Provide the count of lines below that include the word "front", without any accompanying remarks.

*** Opening DATA EXTRACTS ***

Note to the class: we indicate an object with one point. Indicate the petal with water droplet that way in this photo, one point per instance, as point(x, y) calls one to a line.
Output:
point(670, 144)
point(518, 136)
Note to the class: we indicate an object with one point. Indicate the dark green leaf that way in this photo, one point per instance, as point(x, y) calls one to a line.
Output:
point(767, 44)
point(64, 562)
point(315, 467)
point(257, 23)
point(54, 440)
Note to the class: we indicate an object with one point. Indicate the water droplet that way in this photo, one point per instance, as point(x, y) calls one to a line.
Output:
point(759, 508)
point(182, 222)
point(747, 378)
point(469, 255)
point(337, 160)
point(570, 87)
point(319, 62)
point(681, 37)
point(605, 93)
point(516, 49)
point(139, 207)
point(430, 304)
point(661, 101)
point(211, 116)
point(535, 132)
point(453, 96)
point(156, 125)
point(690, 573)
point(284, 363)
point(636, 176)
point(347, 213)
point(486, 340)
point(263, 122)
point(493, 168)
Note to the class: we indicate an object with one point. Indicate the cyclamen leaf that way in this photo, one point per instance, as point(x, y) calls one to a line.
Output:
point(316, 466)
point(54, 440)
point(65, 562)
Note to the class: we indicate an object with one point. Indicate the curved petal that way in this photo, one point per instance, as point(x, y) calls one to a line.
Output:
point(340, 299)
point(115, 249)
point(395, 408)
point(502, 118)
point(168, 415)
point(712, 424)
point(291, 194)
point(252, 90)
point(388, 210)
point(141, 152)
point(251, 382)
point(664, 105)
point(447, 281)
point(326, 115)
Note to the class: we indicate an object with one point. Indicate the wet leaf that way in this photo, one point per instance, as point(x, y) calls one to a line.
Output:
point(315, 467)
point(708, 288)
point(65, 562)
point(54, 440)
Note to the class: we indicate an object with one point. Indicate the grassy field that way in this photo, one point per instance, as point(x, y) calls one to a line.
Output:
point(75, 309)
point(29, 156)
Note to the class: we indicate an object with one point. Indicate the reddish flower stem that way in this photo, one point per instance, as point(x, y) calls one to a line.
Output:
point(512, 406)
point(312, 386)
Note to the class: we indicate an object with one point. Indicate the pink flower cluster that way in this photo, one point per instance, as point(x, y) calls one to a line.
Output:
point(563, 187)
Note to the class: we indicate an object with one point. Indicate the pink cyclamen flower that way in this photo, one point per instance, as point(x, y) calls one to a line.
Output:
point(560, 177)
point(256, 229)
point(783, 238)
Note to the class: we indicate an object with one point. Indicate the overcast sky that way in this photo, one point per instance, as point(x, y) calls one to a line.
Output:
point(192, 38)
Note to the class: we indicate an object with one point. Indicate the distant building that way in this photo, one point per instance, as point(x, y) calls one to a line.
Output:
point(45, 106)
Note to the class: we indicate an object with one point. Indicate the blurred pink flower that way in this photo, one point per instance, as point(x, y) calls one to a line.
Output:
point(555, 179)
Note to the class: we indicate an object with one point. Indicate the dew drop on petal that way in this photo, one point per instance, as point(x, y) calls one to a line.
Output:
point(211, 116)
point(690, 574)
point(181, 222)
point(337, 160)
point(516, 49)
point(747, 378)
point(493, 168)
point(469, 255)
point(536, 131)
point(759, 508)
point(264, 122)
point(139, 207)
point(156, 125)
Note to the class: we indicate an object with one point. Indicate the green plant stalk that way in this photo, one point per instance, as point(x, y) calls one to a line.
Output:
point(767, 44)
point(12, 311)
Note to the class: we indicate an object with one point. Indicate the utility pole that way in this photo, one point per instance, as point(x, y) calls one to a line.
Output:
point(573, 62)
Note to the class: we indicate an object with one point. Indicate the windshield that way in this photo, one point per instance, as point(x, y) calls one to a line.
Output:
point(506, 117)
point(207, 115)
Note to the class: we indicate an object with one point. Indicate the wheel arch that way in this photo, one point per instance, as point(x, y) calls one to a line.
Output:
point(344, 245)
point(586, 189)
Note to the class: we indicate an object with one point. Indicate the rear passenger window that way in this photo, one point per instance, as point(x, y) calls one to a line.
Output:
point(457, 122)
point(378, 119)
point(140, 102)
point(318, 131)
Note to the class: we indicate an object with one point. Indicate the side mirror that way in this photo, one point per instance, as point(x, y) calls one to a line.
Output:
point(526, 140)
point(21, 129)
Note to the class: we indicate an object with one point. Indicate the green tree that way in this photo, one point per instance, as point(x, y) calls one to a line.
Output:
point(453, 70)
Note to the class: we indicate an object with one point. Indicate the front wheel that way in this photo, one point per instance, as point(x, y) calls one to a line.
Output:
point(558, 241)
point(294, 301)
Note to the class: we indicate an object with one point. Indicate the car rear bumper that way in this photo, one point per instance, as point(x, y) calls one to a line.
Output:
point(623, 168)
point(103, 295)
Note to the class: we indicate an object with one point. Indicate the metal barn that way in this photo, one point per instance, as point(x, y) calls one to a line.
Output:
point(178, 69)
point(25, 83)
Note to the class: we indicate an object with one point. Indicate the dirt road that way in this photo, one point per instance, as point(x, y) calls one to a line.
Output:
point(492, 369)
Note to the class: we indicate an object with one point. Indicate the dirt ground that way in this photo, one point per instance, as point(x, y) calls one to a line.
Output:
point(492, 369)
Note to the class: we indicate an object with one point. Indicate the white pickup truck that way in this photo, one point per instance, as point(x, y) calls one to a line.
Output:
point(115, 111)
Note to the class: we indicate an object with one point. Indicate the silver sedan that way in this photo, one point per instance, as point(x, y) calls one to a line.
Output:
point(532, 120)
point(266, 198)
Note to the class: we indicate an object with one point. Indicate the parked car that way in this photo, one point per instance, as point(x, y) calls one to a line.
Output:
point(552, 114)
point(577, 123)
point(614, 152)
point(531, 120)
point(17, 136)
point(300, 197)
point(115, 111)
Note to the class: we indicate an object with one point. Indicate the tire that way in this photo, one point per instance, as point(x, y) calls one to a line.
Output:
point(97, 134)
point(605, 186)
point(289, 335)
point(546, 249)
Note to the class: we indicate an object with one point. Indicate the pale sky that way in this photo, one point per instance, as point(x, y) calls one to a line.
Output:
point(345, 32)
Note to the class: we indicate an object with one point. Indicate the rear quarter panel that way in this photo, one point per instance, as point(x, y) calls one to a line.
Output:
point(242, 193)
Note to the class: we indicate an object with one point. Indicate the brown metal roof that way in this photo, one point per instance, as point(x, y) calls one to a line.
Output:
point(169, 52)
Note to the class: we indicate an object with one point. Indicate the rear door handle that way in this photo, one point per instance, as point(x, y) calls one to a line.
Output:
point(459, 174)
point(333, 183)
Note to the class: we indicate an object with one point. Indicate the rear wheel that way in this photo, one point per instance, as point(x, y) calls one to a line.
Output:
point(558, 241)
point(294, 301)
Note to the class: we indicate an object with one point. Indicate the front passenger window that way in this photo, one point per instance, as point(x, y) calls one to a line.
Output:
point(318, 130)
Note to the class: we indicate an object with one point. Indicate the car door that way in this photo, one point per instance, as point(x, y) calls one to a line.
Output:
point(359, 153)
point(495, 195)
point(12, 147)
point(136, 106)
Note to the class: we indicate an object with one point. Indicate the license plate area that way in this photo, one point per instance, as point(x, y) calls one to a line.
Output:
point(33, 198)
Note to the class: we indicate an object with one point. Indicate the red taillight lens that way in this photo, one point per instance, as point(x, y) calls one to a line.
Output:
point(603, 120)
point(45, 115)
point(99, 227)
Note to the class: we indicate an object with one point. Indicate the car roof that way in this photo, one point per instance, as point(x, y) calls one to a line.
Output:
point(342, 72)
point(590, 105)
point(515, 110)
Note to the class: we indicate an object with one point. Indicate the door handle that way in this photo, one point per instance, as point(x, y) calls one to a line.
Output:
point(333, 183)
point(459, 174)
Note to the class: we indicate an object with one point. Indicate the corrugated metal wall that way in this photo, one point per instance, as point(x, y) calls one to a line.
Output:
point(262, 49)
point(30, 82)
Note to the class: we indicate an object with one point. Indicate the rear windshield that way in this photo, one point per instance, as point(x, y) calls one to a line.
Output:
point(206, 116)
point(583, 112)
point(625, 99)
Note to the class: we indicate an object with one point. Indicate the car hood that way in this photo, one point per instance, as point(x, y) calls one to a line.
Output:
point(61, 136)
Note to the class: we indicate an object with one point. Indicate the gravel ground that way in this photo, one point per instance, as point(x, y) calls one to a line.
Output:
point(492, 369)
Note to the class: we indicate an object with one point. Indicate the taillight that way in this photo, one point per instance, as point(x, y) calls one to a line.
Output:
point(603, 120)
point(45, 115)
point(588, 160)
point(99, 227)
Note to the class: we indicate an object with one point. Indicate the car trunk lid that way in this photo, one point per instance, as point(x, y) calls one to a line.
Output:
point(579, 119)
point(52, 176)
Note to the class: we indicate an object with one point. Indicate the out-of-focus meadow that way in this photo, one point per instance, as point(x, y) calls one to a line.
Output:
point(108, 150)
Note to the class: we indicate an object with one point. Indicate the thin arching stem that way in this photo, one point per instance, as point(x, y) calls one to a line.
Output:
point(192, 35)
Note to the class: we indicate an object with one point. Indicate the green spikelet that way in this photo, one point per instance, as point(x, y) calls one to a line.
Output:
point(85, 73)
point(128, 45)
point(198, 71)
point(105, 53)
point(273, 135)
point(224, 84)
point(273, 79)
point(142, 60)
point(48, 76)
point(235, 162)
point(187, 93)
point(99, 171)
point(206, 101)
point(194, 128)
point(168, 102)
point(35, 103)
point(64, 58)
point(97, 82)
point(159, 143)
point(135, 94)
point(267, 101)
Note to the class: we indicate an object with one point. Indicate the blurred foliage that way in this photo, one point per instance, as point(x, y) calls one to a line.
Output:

*** Closing DATA EXTRACTS ***

* _REPLY_: 2